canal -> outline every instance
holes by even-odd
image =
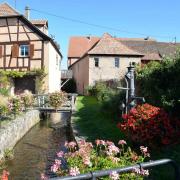
[[[70,113],[62,113],[55,126],[49,118],[41,120],[16,144],[14,159],[8,162],[10,180],[39,180],[41,173],[51,176],[50,166],[56,153],[71,138],[69,118]]]

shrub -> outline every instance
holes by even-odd
[[[136,77],[139,92],[148,103],[180,115],[180,51],[161,63],[151,62],[137,68]]]
[[[3,95],[3,96],[8,96],[9,95],[9,89],[0,88],[0,94]]]
[[[62,91],[67,93],[75,93],[76,92],[76,82],[74,79],[70,79],[62,88]]]
[[[122,166],[128,166],[136,163],[143,162],[149,153],[147,147],[140,147],[141,155],[138,155],[131,150],[130,147],[126,147],[126,142],[120,140],[118,146],[111,141],[96,140],[96,145],[81,140],[76,145],[75,142],[65,143],[68,152],[60,151],[57,153],[57,158],[54,164],[51,166],[51,171],[58,176],[76,176],[80,173],[87,173],[96,170],[117,168]],[[67,168],[61,166],[62,160],[66,160]],[[139,174],[136,174],[136,172]],[[129,174],[117,174],[112,172],[109,177],[101,179],[113,179],[114,176],[124,179],[138,178],[143,179],[142,175],[148,175],[148,170],[134,169]]]
[[[58,107],[62,105],[66,100],[66,94],[64,92],[54,92],[49,94],[49,104],[57,111]]]
[[[24,105],[20,96],[13,96],[9,100],[9,111],[12,112],[14,115],[19,114],[24,110]]]
[[[179,133],[162,108],[149,104],[138,105],[129,114],[124,114],[123,122],[118,123],[118,128],[132,141],[148,145],[170,144],[177,139]]]
[[[125,103],[125,91],[119,91],[109,94],[102,104],[101,109],[104,113],[110,113],[111,116],[119,116],[122,114],[122,103]]]
[[[8,98],[0,95],[0,116],[6,116],[9,112]]]
[[[34,97],[30,91],[26,90],[23,94],[20,95],[20,97],[25,109],[33,105]]]

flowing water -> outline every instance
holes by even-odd
[[[50,173],[56,152],[69,139],[69,117],[70,113],[62,113],[61,123],[53,128],[49,119],[41,120],[17,143],[14,159],[8,162],[10,180],[39,180],[41,173]]]

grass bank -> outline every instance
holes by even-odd
[[[94,97],[79,96],[76,101],[77,112],[73,116],[73,123],[80,136],[88,141],[106,139],[118,142],[125,139],[123,133],[117,128],[117,122],[101,112],[100,104]],[[151,150],[151,160],[170,158],[180,164],[180,145],[159,147]],[[155,167],[148,179],[174,179],[174,171],[171,166]]]
[[[88,141],[105,139],[118,142],[124,139],[116,127],[117,123],[110,116],[102,114],[96,98],[78,96],[76,108],[73,122],[80,136],[86,137]]]

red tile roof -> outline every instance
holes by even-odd
[[[105,33],[99,42],[92,48],[88,54],[102,54],[102,55],[142,55],[139,52],[130,49],[123,45],[110,34]]]
[[[103,41],[102,37],[71,37],[68,58],[80,58],[86,53],[115,55],[139,53],[144,55],[144,60],[149,60],[149,58],[160,60],[162,56],[173,55],[177,47],[180,47],[180,43],[157,42],[151,38],[113,38],[108,34],[106,35],[108,39],[106,38]],[[117,47],[115,47],[116,45]]]
[[[68,57],[82,57],[99,39],[99,37],[71,37],[69,40]]]
[[[32,24],[34,25],[40,25],[40,26],[48,26],[48,21],[45,19],[32,19],[30,20]]]
[[[146,54],[142,60],[162,60],[162,58],[160,57],[160,55],[158,53],[148,53]]]
[[[14,8],[7,3],[0,4],[0,16],[20,15]]]

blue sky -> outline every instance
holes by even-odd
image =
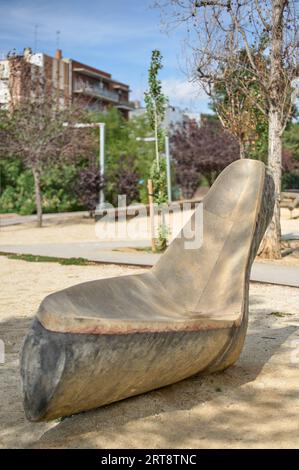
[[[161,31],[153,0],[0,0],[0,55],[16,48],[64,57],[98,67],[131,87],[132,99],[143,98],[151,51],[161,50],[160,78],[170,103],[195,112],[208,111],[204,93],[188,81],[182,53],[183,31]]]

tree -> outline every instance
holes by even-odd
[[[128,206],[139,199],[139,179],[135,158],[132,155],[121,155],[114,180],[117,193],[126,195]]]
[[[161,124],[165,116],[167,98],[162,93],[162,84],[158,73],[162,69],[162,55],[157,49],[152,51],[151,64],[148,71],[148,91],[144,93],[147,115],[155,134],[156,162],[159,169],[159,147],[163,145],[163,131]]]
[[[61,108],[57,96],[49,83],[35,67],[28,74],[28,63],[21,58],[13,61],[12,77],[22,72],[22,93],[11,102],[10,109],[1,112],[0,154],[19,157],[26,168],[32,171],[35,188],[37,225],[42,226],[41,177],[50,162],[74,160],[80,154],[90,152],[93,146],[91,133],[74,127],[75,123],[87,119],[85,111],[71,104]],[[25,90],[25,91],[24,91]],[[66,125],[66,123],[68,125]]]
[[[171,137],[176,177],[185,197],[196,191],[201,175],[212,185],[218,174],[239,158],[239,144],[219,121],[204,119],[199,126],[185,119]]]
[[[75,191],[92,217],[99,202],[99,193],[105,187],[105,181],[98,166],[90,166],[79,175]]]
[[[138,184],[138,197],[143,203],[147,203],[148,196],[146,181],[150,177],[152,162],[155,160],[154,148],[143,139],[151,137],[152,128],[146,115],[136,116],[129,121],[125,120],[120,112],[111,108],[106,113],[94,113],[94,122],[104,122],[105,126],[105,176],[106,199],[112,204],[117,204],[119,172],[124,163],[127,167],[127,158],[132,159],[134,173],[140,176],[142,182]],[[122,156],[128,156],[123,160]],[[133,161],[134,159],[134,161]],[[135,199],[135,198],[134,198]]]
[[[194,37],[194,79],[211,91],[239,71],[238,86],[251,91],[242,77],[254,76],[254,106],[268,121],[268,167],[275,183],[273,219],[263,240],[263,255],[280,258],[280,187],[282,134],[292,113],[298,65],[298,2],[293,0],[171,0],[175,21],[186,23]],[[165,15],[168,11],[165,10]],[[194,45],[195,44],[195,45]],[[241,51],[247,60],[240,60]],[[262,58],[262,60],[261,60]],[[249,64],[249,66],[247,65]]]
[[[234,64],[225,69],[222,77],[211,88],[211,107],[223,127],[238,140],[240,158],[252,156],[253,153],[258,157],[260,140],[264,137],[267,120],[255,106],[259,91],[255,76],[250,72],[251,66],[246,51],[240,52],[239,60],[245,62],[246,72],[240,71]]]

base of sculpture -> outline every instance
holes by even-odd
[[[238,359],[273,180],[252,160],[223,174],[206,198],[200,249],[183,251],[176,239],[150,272],[80,284],[43,301],[21,355],[29,420],[97,408]]]

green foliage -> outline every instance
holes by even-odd
[[[56,258],[54,256],[39,256],[27,254],[9,254],[0,252],[0,256],[7,256],[9,259],[28,261],[29,263],[59,263],[62,265],[89,266],[96,264],[85,258]]]
[[[299,162],[299,122],[287,126],[283,135],[283,144],[291,150],[294,159]]]
[[[52,165],[45,169],[41,187],[44,212],[64,212],[82,209],[74,192],[74,185],[80,166],[73,164]],[[21,215],[35,213],[34,181],[32,171],[23,167],[22,162],[2,160],[0,212],[17,212]]]
[[[167,198],[167,176],[166,176],[166,159],[162,158],[158,166],[157,160],[154,160],[150,177],[153,180],[154,202],[156,204],[164,204]]]
[[[158,79],[158,73],[163,68],[162,55],[157,49],[152,51],[150,68],[148,70],[149,90],[144,93],[144,101],[151,128],[161,124],[165,116],[165,107],[167,98],[162,93],[161,80]]]
[[[168,238],[170,235],[170,229],[164,223],[160,224],[158,227],[158,238],[155,241],[156,251],[162,253],[166,250],[168,245]]]
[[[299,189],[299,173],[284,173],[282,175],[281,189],[282,191],[286,191],[287,189]]]
[[[162,83],[158,79],[159,71],[163,68],[162,55],[157,49],[152,51],[151,64],[148,70],[148,91],[144,93],[144,102],[151,129],[155,133],[156,160],[159,166],[159,152],[164,146],[164,131],[162,122],[168,103],[166,96],[162,93]]]
[[[142,203],[147,203],[146,183],[150,177],[152,162],[155,158],[154,143],[142,141],[143,138],[149,137],[152,133],[148,117],[138,116],[126,121],[117,109],[111,108],[107,113],[94,113],[92,121],[106,124],[106,199],[112,204],[117,202],[117,195],[119,194],[117,175],[122,165],[122,156],[130,155],[134,159],[134,171],[142,181],[138,185],[139,199]]]
[[[149,137],[151,126],[146,116],[126,121],[121,113],[111,108],[105,114],[90,115],[93,122],[105,122],[105,180],[106,199],[115,204],[119,194],[119,174],[123,170],[123,155],[131,156],[130,169],[140,177],[136,182],[136,197],[142,203],[148,202],[146,183],[151,174],[155,159],[155,146],[152,142],[136,140],[137,137]],[[98,129],[94,129],[98,139]],[[44,212],[82,210],[76,192],[78,175],[90,164],[98,165],[98,146],[93,159],[81,157],[76,163],[47,165],[41,177]],[[140,184],[141,182],[141,184]],[[131,188],[132,190],[133,188]],[[138,194],[137,194],[138,193]],[[164,201],[164,199],[162,198]],[[0,160],[0,212],[35,213],[34,182],[31,169],[24,166],[21,158],[10,157]]]

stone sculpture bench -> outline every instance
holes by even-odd
[[[284,191],[281,193],[280,207],[289,209],[290,218],[293,216],[293,210],[299,207],[299,192],[297,191]]]
[[[27,418],[71,415],[233,364],[273,200],[263,163],[238,160],[204,198],[200,248],[187,249],[182,234],[146,273],[46,297],[21,357]]]

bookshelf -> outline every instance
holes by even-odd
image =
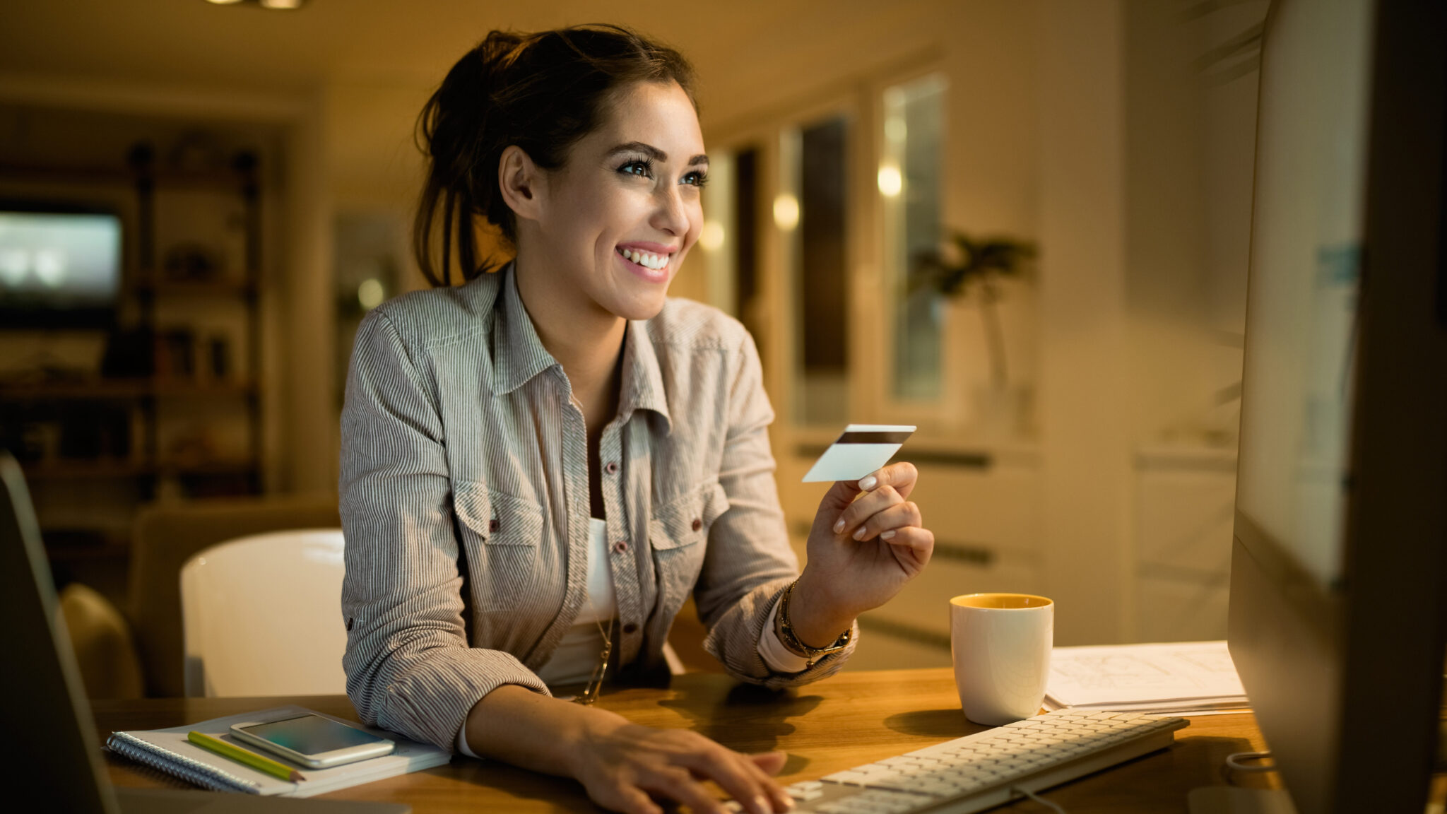
[[[262,162],[158,155],[140,140],[109,165],[0,162],[6,200],[101,200],[123,222],[111,329],[0,330],[0,446],[56,563],[123,562],[145,503],[262,491]],[[100,352],[52,359],[64,342]]]

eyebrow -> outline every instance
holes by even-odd
[[[608,155],[615,155],[615,154],[619,154],[619,152],[641,152],[641,154],[647,155],[648,158],[651,158],[654,161],[669,161],[669,154],[663,152],[661,149],[658,149],[658,148],[655,148],[655,146],[653,146],[651,143],[647,143],[647,142],[621,143],[621,145],[615,146],[614,149],[608,151]],[[706,156],[706,155],[703,155],[700,152],[699,155],[695,155],[693,158],[689,159],[687,167],[695,167],[695,165],[708,164],[708,162],[709,162],[709,156]]]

——————

Output only these lines, word for word: the line containing "bookshelf -> outline every instance" and every line after it through the last line of the data. Omit the pictures.

bookshelf -> outline every instance
holes by even-odd
image =
[[[262,162],[158,155],[140,140],[109,165],[0,162],[6,200],[101,200],[123,222],[111,329],[0,330],[0,446],[56,563],[123,562],[145,503],[262,491]],[[100,352],[52,359],[64,342]]]

eyebrow -> outline every instance
holes by even-odd
[[[608,155],[615,155],[615,154],[619,154],[619,152],[641,152],[641,154],[647,155],[648,158],[651,158],[654,161],[669,161],[669,154],[663,152],[661,149],[658,149],[658,148],[655,148],[655,146],[653,146],[651,143],[647,143],[647,142],[621,143],[621,145],[615,146],[614,149],[608,151]],[[706,156],[706,155],[703,155],[700,152],[699,155],[695,155],[693,158],[689,159],[687,167],[695,167],[695,165],[708,164],[708,162],[709,162],[709,156]]]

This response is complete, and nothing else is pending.